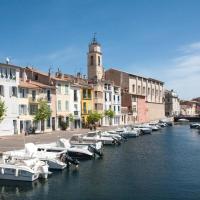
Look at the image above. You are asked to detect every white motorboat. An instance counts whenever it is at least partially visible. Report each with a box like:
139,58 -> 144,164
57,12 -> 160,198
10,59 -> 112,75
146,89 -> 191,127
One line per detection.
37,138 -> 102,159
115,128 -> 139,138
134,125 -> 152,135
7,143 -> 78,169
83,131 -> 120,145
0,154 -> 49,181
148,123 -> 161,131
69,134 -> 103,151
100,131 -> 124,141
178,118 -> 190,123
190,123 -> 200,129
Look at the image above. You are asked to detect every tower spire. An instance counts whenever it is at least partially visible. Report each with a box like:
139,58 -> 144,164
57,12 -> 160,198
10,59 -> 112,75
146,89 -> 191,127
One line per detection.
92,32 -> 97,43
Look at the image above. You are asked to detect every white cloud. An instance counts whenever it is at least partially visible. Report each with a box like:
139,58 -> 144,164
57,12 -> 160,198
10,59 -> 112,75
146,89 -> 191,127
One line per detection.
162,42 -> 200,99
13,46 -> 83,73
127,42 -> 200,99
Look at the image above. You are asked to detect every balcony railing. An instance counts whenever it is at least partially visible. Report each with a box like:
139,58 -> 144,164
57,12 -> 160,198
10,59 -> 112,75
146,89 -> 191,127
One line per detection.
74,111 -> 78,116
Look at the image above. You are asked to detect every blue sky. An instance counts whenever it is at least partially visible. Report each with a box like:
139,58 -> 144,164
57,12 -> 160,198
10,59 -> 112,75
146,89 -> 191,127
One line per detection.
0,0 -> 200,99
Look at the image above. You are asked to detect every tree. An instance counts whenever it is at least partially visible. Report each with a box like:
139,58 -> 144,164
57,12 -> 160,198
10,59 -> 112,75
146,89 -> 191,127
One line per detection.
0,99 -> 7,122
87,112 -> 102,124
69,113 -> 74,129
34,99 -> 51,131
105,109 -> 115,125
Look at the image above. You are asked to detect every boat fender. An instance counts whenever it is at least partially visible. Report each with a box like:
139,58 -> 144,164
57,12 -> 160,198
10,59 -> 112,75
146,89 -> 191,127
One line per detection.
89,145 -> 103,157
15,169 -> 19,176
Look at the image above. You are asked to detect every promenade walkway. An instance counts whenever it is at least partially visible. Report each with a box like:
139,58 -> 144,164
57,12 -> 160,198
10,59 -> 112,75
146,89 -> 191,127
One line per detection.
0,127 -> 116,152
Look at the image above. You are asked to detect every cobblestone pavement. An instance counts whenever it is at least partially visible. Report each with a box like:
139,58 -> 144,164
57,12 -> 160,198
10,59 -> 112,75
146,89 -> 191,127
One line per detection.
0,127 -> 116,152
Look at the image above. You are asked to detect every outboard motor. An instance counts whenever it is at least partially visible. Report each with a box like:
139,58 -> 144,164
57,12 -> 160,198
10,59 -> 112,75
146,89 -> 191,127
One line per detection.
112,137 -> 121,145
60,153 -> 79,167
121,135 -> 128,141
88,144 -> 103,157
---
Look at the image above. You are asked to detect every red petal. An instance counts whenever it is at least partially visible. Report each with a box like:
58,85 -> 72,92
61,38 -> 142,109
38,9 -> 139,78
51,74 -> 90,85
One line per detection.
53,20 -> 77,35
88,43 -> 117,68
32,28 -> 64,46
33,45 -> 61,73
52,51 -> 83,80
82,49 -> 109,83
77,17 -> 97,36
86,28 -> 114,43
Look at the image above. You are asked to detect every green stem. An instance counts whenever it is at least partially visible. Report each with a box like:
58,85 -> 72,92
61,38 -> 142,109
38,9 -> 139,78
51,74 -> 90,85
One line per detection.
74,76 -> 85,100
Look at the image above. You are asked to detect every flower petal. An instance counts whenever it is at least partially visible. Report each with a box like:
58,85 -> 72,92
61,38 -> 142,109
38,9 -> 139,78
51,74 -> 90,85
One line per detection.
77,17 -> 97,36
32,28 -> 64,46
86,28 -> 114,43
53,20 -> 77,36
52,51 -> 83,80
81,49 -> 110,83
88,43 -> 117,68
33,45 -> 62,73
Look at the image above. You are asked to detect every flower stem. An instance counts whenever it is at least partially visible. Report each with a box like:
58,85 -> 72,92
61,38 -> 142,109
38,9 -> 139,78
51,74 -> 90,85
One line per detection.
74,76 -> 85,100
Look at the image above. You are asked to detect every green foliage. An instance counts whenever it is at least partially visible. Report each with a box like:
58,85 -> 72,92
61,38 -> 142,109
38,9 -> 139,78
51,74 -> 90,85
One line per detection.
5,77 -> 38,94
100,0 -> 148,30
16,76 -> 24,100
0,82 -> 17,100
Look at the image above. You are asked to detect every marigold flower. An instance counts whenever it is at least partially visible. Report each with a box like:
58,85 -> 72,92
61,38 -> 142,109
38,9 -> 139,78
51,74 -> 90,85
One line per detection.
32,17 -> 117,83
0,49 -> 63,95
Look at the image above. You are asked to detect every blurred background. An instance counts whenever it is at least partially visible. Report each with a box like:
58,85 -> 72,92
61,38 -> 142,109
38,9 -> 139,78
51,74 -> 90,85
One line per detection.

STATED PROBLEM: Please repeat the listing lines from the one that contains "detect every boat" through the one that contains "15,169 -> 19,176", and give only those lines, including both ends.

OUTPUT OF THE TASK:
Look at the image above. You are asked to detect every boat fender. An instance counts whenever it is at least partially visible. Report each with a box like:
139,58 -> 144,164
57,12 -> 160,198
10,59 -> 112,75
146,89 -> 191,127
One line per detection.
89,145 -> 103,157
15,169 -> 19,176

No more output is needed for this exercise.